-- Text for analysis --
****************************************

Carlton Citadel Hotel and several other buildings have been destroyed by a huge explosion in the northern Syrian city of Aleppo, state media and activists report.
Rebel fighters are believed to have detonated a bomb placed in a tunnel beneath the Carlton Citadel Hotel, near the city’s medieval citadel and souk.
Opposition activists said that government troops were based there and that a number had been killed.
Both sides have been trying to end a long-standing stalemate in the city.
In recent weeks, rebels have been trying to advance on areas where government forces are entrenched, while rebel-held areas of Aleppo have come under fierce aerial bombardment since mid-December.
The state news agency, Sana, reported that “terrorists” had blown up tunnels they had dug underneath archaeological sites in the Old City.
Preliminary reports said the hotel had suffered “huge damage”, it added, without saying if there had been any casualties.

****************************************

-- Extracted entries --
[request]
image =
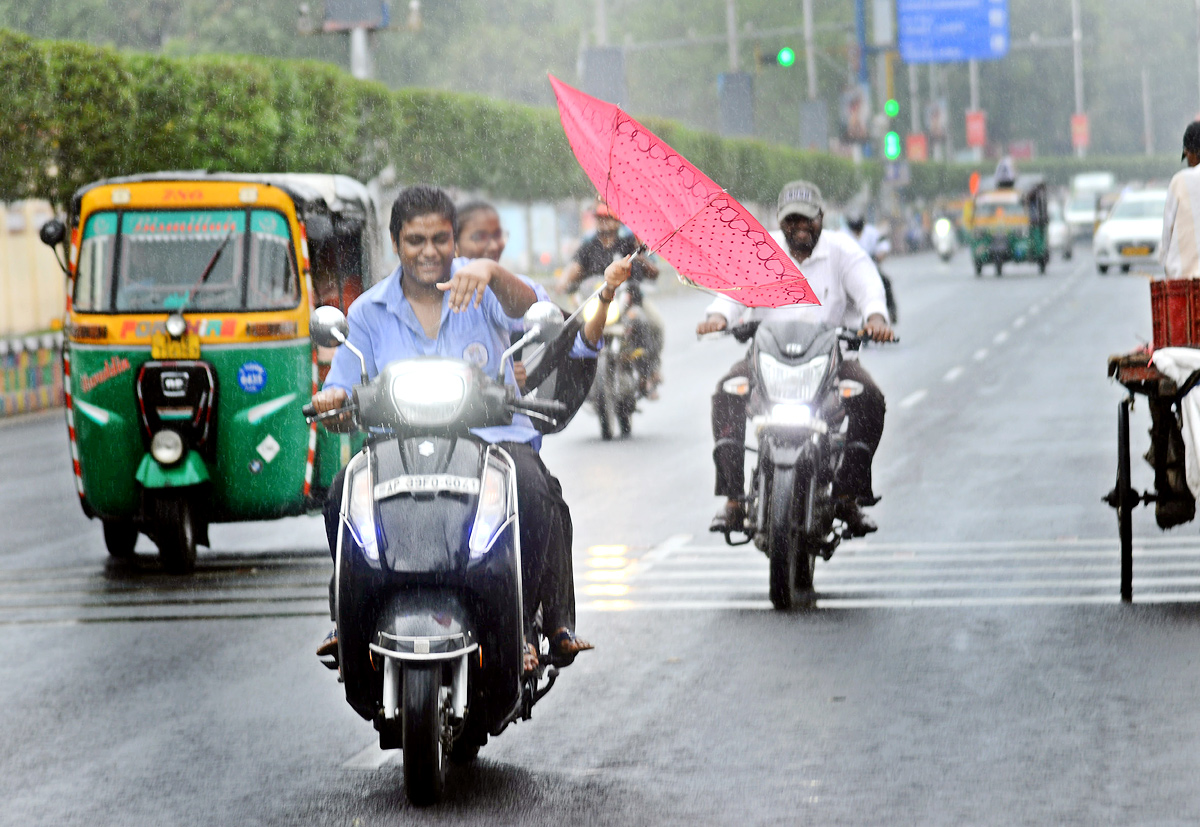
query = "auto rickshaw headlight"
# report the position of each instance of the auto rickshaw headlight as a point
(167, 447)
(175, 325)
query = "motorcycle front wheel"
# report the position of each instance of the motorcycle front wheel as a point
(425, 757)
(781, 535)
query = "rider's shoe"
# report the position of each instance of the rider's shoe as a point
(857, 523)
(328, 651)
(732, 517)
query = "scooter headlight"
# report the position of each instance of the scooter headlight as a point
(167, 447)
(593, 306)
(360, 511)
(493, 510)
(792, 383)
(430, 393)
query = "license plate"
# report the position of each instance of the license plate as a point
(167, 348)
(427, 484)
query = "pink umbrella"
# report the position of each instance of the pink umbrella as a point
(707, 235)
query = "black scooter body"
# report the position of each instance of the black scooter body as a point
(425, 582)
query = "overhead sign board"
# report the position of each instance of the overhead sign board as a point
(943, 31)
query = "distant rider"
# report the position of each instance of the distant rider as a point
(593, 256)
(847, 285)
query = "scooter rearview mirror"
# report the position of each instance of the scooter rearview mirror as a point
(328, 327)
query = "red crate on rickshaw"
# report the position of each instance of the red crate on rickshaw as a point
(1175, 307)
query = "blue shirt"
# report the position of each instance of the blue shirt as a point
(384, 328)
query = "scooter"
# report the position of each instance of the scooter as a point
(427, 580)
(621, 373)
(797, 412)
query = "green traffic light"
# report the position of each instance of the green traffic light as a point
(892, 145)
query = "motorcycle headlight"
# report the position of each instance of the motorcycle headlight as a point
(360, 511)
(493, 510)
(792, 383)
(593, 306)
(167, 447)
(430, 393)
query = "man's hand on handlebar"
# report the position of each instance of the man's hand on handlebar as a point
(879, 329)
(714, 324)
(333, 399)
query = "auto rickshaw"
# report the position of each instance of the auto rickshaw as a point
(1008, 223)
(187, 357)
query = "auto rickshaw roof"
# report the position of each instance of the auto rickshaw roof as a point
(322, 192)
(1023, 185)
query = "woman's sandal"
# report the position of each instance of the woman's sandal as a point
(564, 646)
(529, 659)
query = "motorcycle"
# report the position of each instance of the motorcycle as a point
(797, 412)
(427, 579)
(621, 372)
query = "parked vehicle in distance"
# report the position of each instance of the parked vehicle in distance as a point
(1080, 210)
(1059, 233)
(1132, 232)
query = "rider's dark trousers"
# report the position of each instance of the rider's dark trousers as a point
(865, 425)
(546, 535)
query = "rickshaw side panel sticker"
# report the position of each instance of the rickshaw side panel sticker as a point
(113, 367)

****************************************

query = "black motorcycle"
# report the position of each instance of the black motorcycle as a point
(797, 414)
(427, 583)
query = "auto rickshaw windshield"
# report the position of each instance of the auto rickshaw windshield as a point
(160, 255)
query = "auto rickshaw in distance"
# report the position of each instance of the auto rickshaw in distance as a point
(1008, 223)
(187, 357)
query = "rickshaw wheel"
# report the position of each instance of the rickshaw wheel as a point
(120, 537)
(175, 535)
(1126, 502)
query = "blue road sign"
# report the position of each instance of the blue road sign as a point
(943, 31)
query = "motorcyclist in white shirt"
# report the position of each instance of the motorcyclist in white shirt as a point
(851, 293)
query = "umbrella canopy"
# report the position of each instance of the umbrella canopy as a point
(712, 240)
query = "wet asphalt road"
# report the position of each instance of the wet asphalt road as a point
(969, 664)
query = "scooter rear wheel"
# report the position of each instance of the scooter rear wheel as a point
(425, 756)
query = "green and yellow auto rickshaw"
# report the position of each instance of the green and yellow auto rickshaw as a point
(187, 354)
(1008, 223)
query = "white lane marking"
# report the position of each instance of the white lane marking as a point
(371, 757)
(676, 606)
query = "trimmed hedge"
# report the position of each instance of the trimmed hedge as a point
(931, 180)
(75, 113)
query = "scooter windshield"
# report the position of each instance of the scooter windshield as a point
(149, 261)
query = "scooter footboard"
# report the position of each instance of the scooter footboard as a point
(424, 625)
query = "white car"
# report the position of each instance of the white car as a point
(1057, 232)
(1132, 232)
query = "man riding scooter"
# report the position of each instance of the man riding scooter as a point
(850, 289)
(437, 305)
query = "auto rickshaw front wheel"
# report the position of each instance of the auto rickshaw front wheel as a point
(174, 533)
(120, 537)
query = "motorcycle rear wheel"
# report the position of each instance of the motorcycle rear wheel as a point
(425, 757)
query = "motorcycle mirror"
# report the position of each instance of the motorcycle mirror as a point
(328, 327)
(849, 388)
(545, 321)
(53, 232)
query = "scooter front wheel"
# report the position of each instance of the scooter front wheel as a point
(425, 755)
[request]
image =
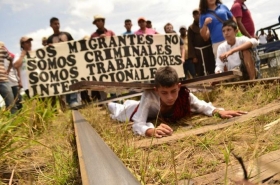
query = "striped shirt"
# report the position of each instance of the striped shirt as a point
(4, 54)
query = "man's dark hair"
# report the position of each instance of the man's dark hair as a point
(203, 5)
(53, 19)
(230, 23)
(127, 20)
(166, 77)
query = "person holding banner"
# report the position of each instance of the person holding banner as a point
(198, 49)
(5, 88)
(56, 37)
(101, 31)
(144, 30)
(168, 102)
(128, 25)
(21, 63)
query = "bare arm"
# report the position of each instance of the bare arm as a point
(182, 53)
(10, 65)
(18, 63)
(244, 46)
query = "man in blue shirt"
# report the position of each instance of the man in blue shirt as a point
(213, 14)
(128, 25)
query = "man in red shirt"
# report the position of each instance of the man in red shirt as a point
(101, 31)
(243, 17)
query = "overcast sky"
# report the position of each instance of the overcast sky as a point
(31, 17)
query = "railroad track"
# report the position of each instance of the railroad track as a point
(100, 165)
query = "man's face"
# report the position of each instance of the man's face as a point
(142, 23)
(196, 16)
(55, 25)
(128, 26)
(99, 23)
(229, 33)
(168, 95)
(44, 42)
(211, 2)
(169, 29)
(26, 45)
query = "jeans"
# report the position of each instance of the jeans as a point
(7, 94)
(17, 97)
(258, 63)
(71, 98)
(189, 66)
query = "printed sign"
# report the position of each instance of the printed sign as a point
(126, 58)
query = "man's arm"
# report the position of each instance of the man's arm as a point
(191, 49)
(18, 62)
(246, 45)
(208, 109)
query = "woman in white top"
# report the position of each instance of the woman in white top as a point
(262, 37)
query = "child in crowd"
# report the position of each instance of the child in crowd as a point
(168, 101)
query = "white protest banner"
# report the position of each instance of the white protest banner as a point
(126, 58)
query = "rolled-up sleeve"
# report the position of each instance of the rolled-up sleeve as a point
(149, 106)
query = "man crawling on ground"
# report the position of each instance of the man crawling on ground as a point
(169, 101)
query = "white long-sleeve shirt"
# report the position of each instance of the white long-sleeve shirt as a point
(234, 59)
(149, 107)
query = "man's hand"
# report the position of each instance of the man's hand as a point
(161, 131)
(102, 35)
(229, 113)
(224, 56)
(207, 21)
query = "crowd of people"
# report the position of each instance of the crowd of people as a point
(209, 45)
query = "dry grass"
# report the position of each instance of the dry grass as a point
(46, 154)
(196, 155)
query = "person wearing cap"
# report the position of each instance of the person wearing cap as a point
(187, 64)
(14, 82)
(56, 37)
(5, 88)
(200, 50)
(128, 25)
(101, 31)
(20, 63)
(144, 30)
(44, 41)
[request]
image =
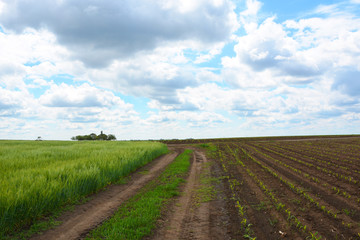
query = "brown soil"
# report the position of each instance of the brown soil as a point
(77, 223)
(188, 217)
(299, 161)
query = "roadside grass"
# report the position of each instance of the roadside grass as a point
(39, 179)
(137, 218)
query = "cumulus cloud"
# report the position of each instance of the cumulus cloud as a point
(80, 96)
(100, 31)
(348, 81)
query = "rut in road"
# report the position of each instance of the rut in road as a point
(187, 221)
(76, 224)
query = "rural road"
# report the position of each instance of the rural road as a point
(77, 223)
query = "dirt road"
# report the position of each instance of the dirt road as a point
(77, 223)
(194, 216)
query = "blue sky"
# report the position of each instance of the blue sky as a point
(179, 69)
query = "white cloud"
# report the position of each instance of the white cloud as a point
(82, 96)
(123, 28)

****************************************

In the report on the Aleppo explosion, where are rebel fighters believed to have placed the bomb?

-- Task output --
In a tunnel beneath the Carlton Citadel Hotel.